» **Problem to solve**
Every line from the one with "Target: red flag" to the one with "point(1119, 522)", including those two, is to be copied exactly; all other lines of the entries below are left out.

» **Record set**
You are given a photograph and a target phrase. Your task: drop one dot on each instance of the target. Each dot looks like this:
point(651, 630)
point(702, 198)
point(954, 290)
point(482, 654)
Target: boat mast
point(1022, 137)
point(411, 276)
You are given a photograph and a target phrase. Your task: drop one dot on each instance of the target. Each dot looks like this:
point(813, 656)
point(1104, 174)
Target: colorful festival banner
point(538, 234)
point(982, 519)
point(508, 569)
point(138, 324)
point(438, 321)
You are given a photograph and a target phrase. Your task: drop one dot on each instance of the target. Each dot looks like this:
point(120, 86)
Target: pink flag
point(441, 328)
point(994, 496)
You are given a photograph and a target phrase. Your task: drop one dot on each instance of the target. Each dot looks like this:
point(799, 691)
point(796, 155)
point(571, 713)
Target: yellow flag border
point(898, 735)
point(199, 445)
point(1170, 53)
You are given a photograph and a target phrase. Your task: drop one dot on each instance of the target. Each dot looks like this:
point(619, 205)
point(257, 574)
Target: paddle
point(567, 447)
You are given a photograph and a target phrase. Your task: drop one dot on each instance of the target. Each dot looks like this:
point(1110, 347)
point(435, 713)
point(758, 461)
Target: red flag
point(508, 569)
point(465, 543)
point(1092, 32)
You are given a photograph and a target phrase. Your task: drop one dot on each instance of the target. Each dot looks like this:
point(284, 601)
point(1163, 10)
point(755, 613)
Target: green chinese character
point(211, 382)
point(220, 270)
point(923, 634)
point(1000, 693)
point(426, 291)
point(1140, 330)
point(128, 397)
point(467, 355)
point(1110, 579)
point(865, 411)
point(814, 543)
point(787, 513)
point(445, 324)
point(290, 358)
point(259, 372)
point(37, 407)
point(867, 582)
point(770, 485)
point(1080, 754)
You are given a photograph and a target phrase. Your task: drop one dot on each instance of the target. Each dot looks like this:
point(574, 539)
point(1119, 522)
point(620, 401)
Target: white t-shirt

» **Exercise response**
Target: red flag
point(508, 569)
point(465, 543)
point(1092, 32)
You are given a photograph and a target phrase. Your task: drop one dot on each instance of the target. Each dot looks like this:
point(284, 601)
point(1163, 10)
point(755, 613)
Target: green chinese character
point(211, 382)
point(220, 270)
point(923, 634)
point(1000, 693)
point(426, 291)
point(1140, 330)
point(128, 397)
point(467, 355)
point(1110, 579)
point(865, 411)
point(814, 543)
point(787, 513)
point(445, 324)
point(290, 358)
point(259, 372)
point(37, 407)
point(867, 582)
point(770, 485)
point(1080, 754)
You are given a photograph and a target phrase. Your task: drop one dot on each instance of the target. Each dot looks like this:
point(574, 539)
point(1119, 522)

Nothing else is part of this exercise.